* **Required action**: Reproduce the data below verbatim, leaving out the pictures.
□ □ □ □ □ □ □
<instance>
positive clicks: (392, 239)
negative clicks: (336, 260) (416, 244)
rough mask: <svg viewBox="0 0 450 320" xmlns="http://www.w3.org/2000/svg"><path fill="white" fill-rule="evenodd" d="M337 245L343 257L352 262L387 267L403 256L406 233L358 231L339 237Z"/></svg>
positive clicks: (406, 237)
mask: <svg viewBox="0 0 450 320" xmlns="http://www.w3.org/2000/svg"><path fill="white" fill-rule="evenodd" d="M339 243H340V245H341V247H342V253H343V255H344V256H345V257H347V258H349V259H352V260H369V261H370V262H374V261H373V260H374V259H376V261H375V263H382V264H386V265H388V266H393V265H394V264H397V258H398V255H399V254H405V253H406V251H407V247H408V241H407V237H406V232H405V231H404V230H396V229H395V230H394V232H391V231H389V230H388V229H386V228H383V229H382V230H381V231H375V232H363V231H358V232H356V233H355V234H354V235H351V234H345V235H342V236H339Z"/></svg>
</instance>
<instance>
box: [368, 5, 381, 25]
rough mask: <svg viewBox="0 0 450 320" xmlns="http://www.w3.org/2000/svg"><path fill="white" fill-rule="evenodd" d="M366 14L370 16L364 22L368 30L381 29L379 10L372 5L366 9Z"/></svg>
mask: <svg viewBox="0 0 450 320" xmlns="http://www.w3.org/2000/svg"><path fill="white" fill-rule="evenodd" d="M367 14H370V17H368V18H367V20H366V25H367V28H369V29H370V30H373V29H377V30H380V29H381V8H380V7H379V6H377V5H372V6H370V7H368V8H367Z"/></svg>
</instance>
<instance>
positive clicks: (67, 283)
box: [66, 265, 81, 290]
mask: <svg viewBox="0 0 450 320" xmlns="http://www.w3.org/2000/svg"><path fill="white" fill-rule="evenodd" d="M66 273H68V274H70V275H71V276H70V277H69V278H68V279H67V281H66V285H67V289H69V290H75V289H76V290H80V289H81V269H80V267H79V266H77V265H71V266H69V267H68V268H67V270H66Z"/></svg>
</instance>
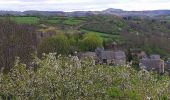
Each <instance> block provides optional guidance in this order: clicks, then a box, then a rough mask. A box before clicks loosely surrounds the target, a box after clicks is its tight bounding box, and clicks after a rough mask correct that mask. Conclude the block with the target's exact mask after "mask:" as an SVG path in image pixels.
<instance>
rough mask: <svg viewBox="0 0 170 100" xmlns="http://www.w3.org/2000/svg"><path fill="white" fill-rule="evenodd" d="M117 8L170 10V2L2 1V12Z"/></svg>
mask: <svg viewBox="0 0 170 100" xmlns="http://www.w3.org/2000/svg"><path fill="white" fill-rule="evenodd" d="M107 8H117V9H123V10H127V11H132V10H133V11H140V10H160V9H170V0H0V10H8V11H10V10H12V11H25V10H40V11H67V12H69V11H101V10H104V9H107Z"/></svg>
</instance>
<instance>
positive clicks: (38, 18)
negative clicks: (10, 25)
mask: <svg viewBox="0 0 170 100" xmlns="http://www.w3.org/2000/svg"><path fill="white" fill-rule="evenodd" d="M11 20H13V21H15V22H17V23H19V24H37V23H39V18H37V17H11Z"/></svg>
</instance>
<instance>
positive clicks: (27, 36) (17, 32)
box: [0, 18, 36, 70]
mask: <svg viewBox="0 0 170 100" xmlns="http://www.w3.org/2000/svg"><path fill="white" fill-rule="evenodd" d="M35 48H36V33H35V26H32V25H25V24H16V23H14V22H12V21H10V19H9V18H6V19H5V20H0V68H2V67H4V68H5V69H6V70H9V69H10V67H12V66H13V65H14V60H15V57H20V58H21V59H22V62H24V63H28V62H29V60H30V59H31V53H33V52H34V50H35Z"/></svg>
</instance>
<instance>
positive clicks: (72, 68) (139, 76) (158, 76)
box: [0, 54, 170, 100]
mask: <svg viewBox="0 0 170 100" xmlns="http://www.w3.org/2000/svg"><path fill="white" fill-rule="evenodd" d="M33 66H34V67H33ZM26 67H27V68H28V69H27V68H26ZM0 88H1V89H0V98H1V99H16V100H18V99H21V100H22V99H24V100H30V99H34V100H37V99H48V100H49V99H53V100H54V99H56V100H68V99H69V100H75V99H81V100H112V99H116V100H147V99H148V98H152V99H153V100H158V99H162V100H166V99H169V97H170V94H169V93H170V78H169V76H166V75H163V76H160V75H157V74H153V73H149V72H147V71H145V70H141V71H139V72H137V71H136V70H134V69H133V68H131V67H127V66H105V65H94V64H93V61H92V59H84V60H78V59H77V57H61V56H58V57H57V58H56V56H55V54H49V55H44V56H43V58H42V59H39V58H37V57H35V59H34V61H33V62H32V66H26V65H25V64H22V63H20V62H19V59H17V60H16V63H15V66H14V67H13V68H12V69H11V71H10V73H7V74H3V73H1V74H0Z"/></svg>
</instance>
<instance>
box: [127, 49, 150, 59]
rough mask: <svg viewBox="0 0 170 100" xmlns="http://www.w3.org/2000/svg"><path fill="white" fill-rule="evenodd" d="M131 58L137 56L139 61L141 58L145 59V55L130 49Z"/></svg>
mask: <svg viewBox="0 0 170 100" xmlns="http://www.w3.org/2000/svg"><path fill="white" fill-rule="evenodd" d="M130 52H131V55H132V56H137V58H138V59H141V58H143V57H146V56H147V55H146V53H145V52H144V51H142V50H141V49H130Z"/></svg>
□ □ □ □ □ □ □
* **Exercise solution**:
<instance>
positive clicks: (392, 239)
negative clicks: (336, 260) (416, 244)
rough mask: <svg viewBox="0 0 450 320" xmlns="http://www.w3.org/2000/svg"><path fill="white" fill-rule="evenodd" d="M337 245L343 257L352 262L387 267L403 256L406 233L358 231L339 237Z"/></svg>
positive clicks: (406, 237)
mask: <svg viewBox="0 0 450 320" xmlns="http://www.w3.org/2000/svg"><path fill="white" fill-rule="evenodd" d="M339 243H340V245H341V247H342V253H343V255H344V256H345V257H347V258H349V259H352V260H369V261H370V262H374V261H373V260H374V259H376V261H375V263H382V264H386V265H388V266H393V265H394V264H397V258H398V255H399V254H405V253H406V251H407V247H408V241H407V237H406V232H405V231H404V230H396V229H395V230H394V232H391V231H389V230H388V229H386V228H383V229H382V230H381V231H375V232H363V231H358V232H356V233H355V234H354V235H351V234H345V235H342V236H339Z"/></svg>
</instance>
<instance>
box: [368, 5, 381, 25]
rough mask: <svg viewBox="0 0 450 320" xmlns="http://www.w3.org/2000/svg"><path fill="white" fill-rule="evenodd" d="M366 14L370 16L364 22L368 30L381 29L379 10L372 5L366 9Z"/></svg>
mask: <svg viewBox="0 0 450 320" xmlns="http://www.w3.org/2000/svg"><path fill="white" fill-rule="evenodd" d="M367 14H370V17H368V18H367V20H366V25H367V28H369V29H370V30H373V29H377V30H380V29H381V8H380V7H379V6H377V5H372V6H370V7H368V8H367Z"/></svg>
</instance>
<instance>
positive clicks: (67, 283)
box: [66, 265, 81, 290]
mask: <svg viewBox="0 0 450 320" xmlns="http://www.w3.org/2000/svg"><path fill="white" fill-rule="evenodd" d="M66 273H68V274H70V275H71V276H70V277H69V278H68V279H67V281H66V285H67V289H69V290H75V289H76V290H80V289H81V269H80V267H79V266H77V265H71V266H69V267H68V268H67V270H66Z"/></svg>
</instance>
Each <instance> block provides optional guidance in this order: clicks, then a box, then a rough mask. A box before clicks loosely surrounds the target, a box after clicks is its tight bounding box, and clicks after a rough mask correct that mask. Conclude the block with the target's exact mask after "mask:" as an SVG path in image pixels.
<instance>
rough mask: <svg viewBox="0 0 170 100" xmlns="http://www.w3.org/2000/svg"><path fill="white" fill-rule="evenodd" d="M117 8L170 10V2L2 1V12Z"/></svg>
mask: <svg viewBox="0 0 170 100" xmlns="http://www.w3.org/2000/svg"><path fill="white" fill-rule="evenodd" d="M107 8H117V9H123V10H127V11H132V10H133V11H140V10H160V9H170V0H0V10H8V11H10V10H12V11H25V10H40V11H67V12H69V11H101V10H104V9H107Z"/></svg>
</instance>
<instance>
positive clicks: (38, 18)
negative clicks: (10, 25)
mask: <svg viewBox="0 0 170 100" xmlns="http://www.w3.org/2000/svg"><path fill="white" fill-rule="evenodd" d="M11 20H13V21H15V22H17V23H19V24H37V23H39V18H37V17H11Z"/></svg>
</instance>
<instance>
positive clicks: (27, 36) (17, 32)
box: [0, 18, 36, 70]
mask: <svg viewBox="0 0 170 100" xmlns="http://www.w3.org/2000/svg"><path fill="white" fill-rule="evenodd" d="M35 48H36V33H35V26H32V25H25V24H16V23H14V22H12V21H10V19H9V18H6V19H5V20H0V68H2V67H4V68H5V69H6V70H9V69H10V67H12V66H13V65H14V60H15V57H20V58H21V59H22V62H24V63H28V62H29V60H30V59H31V53H33V52H34V50H35Z"/></svg>
</instance>
<instance>
positive clicks: (72, 68) (139, 76) (158, 76)
box: [0, 54, 170, 100]
mask: <svg viewBox="0 0 170 100" xmlns="http://www.w3.org/2000/svg"><path fill="white" fill-rule="evenodd" d="M33 66H34V67H33ZM26 67H27V68H28V69H27V68H26ZM0 88H1V89H0V98H1V99H16V100H18V99H21V100H22V99H24V100H30V99H34V100H37V99H48V100H49V99H53V100H54V99H56V100H68V99H69V100H75V99H81V100H112V99H116V100H147V99H148V98H152V99H153V100H158V99H162V100H166V99H169V97H170V94H169V93H170V78H169V76H166V75H163V76H160V75H157V74H153V73H149V72H147V71H145V70H141V71H139V72H137V71H136V70H134V69H133V68H131V67H127V66H105V65H94V64H93V61H92V59H84V60H78V59H77V57H61V56H58V57H57V58H56V56H55V54H49V55H44V56H43V58H42V59H39V58H37V57H35V59H34V61H33V62H32V66H26V65H25V64H22V63H20V62H19V59H17V60H16V63H15V66H14V67H13V68H12V69H11V71H10V73H7V74H3V73H1V74H0Z"/></svg>
</instance>
<instance>
box: [127, 49, 150, 59]
rough mask: <svg viewBox="0 0 170 100" xmlns="http://www.w3.org/2000/svg"><path fill="white" fill-rule="evenodd" d="M131 58L137 56L139 61L141 58L145 59V55L130 49Z"/></svg>
mask: <svg viewBox="0 0 170 100" xmlns="http://www.w3.org/2000/svg"><path fill="white" fill-rule="evenodd" d="M130 52H131V55H132V56H137V58H138V59H141V58H143V57H146V56H147V55H146V53H145V52H144V51H142V50H141V49H130Z"/></svg>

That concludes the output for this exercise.